Dataset records
--- begin ---
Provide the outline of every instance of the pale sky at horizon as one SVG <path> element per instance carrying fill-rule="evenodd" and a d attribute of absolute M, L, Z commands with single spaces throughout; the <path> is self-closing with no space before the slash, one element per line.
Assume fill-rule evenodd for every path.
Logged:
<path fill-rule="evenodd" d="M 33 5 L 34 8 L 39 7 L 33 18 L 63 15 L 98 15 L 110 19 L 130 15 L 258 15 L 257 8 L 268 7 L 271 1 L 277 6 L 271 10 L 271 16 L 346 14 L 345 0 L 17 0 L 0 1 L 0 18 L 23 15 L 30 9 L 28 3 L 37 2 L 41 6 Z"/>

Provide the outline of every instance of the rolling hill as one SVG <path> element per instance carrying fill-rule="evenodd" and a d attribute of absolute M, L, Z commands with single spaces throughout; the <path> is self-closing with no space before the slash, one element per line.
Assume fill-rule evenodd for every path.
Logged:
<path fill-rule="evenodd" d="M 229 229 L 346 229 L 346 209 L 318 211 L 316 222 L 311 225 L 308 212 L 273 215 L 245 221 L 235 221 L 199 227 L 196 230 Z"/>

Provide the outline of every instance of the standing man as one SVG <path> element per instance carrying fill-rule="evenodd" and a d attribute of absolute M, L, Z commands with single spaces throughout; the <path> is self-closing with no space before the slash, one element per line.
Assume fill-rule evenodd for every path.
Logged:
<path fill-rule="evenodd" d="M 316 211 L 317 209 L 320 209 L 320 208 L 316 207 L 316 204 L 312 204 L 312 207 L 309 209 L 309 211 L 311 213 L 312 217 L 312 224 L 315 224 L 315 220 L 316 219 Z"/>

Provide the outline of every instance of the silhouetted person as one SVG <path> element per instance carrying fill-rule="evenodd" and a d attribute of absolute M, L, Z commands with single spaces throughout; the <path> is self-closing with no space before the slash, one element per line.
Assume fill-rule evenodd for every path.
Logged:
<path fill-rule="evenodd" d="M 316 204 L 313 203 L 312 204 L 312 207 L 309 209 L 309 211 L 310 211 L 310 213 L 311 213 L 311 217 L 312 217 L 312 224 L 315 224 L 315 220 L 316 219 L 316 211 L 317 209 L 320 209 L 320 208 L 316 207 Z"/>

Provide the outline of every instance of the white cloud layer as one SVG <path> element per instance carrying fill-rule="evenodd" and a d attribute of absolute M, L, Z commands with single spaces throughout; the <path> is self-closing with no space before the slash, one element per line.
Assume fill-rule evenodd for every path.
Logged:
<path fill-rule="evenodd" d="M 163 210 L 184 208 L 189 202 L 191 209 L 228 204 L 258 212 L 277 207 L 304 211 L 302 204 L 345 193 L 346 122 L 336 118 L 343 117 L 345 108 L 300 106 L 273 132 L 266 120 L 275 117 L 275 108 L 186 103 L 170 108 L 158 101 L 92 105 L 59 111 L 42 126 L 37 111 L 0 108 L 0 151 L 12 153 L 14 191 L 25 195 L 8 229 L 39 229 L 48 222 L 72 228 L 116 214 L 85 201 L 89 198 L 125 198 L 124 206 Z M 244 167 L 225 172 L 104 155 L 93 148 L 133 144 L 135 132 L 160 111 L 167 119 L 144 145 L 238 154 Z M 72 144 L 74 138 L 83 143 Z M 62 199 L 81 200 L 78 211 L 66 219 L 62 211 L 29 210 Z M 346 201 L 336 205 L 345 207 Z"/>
--- end ---
PROBLEM STATEMENT: Reproduce every line of the listing above without any changes.

FULL ANSWER:
Provide the outline of every instance of the pale sky at horizon as one SVG <path> element per instance carrying fill-rule="evenodd" and a d attribute of absolute M, L, Z commands with single spaces throughout; the <path> is self-closing with no space before the slash, one element per line.
Assume fill-rule evenodd for every path.
Logged:
<path fill-rule="evenodd" d="M 33 5 L 34 8 L 39 7 L 33 18 L 63 15 L 98 15 L 110 19 L 130 15 L 258 15 L 257 8 L 268 7 L 271 1 L 277 6 L 271 10 L 271 16 L 346 14 L 345 0 L 17 0 L 0 1 L 0 18 L 23 15 L 30 9 L 28 3 L 37 2 L 41 6 Z"/>

Provide the outline of every instance of the rolling hill as one SVG <path> element per instance carrying fill-rule="evenodd" and a d attribute of absolute M, L, Z commands with single spaces throughout; the <path> is self-closing with no space before the slash, one element per line.
Assume fill-rule evenodd for every path.
Logged:
<path fill-rule="evenodd" d="M 229 229 L 346 229 L 346 209 L 318 211 L 316 222 L 311 225 L 308 212 L 273 215 L 245 221 L 235 221 L 199 227 L 196 230 Z"/>

Provide the outline of every instance of the standing man as one SVG <path> element per instance carrying fill-rule="evenodd" and a d attribute of absolute M, L, Z commands with single spaces throughout; the <path> is self-closing with no space before the slash, one element per line.
Assume fill-rule evenodd for every path.
Logged:
<path fill-rule="evenodd" d="M 316 211 L 317 209 L 320 209 L 320 208 L 316 207 L 316 204 L 312 204 L 312 207 L 309 209 L 309 211 L 311 213 L 312 217 L 312 224 L 315 224 L 315 220 L 316 219 Z"/>

Provide the outline of every instance of the silhouetted person as one SVG <path> element per instance carrying fill-rule="evenodd" and a d attribute of absolute M, L, Z commands with single spaces throughout; the <path> is self-closing with no space before the slash, one element per line.
Assume fill-rule evenodd for every path.
Logged:
<path fill-rule="evenodd" d="M 316 204 L 313 203 L 312 204 L 312 207 L 309 209 L 309 211 L 310 211 L 310 213 L 311 213 L 311 217 L 312 217 L 312 224 L 315 224 L 315 220 L 316 219 L 316 211 L 317 209 L 320 209 L 320 208 L 316 207 Z"/>

Provide the outline of every instance of the white cloud layer as one SVG <path> element per instance carrying fill-rule="evenodd" and a d attribute of absolute M, L, Z commands with single spaces throughout; the <path> is self-closing with no space before the slash, one element per line.
Assume fill-rule evenodd for every path.
Logged:
<path fill-rule="evenodd" d="M 163 210 L 184 208 L 189 202 L 191 209 L 228 204 L 258 212 L 277 207 L 304 211 L 302 204 L 345 193 L 346 122 L 336 118 L 343 117 L 345 108 L 300 106 L 273 132 L 266 120 L 275 117 L 275 108 L 186 103 L 170 108 L 158 101 L 92 105 L 59 111 L 42 126 L 37 111 L 0 108 L 0 151 L 12 153 L 14 191 L 25 195 L 8 229 L 39 229 L 48 222 L 72 228 L 116 214 L 85 201 L 89 198 L 125 198 L 124 206 Z M 244 167 L 225 172 L 104 155 L 93 148 L 133 144 L 135 132 L 160 111 L 167 119 L 144 145 L 238 154 Z M 72 144 L 74 138 L 83 143 Z M 62 199 L 81 200 L 78 211 L 66 219 L 62 211 L 29 210 Z M 346 201 L 336 205 L 345 207 Z"/>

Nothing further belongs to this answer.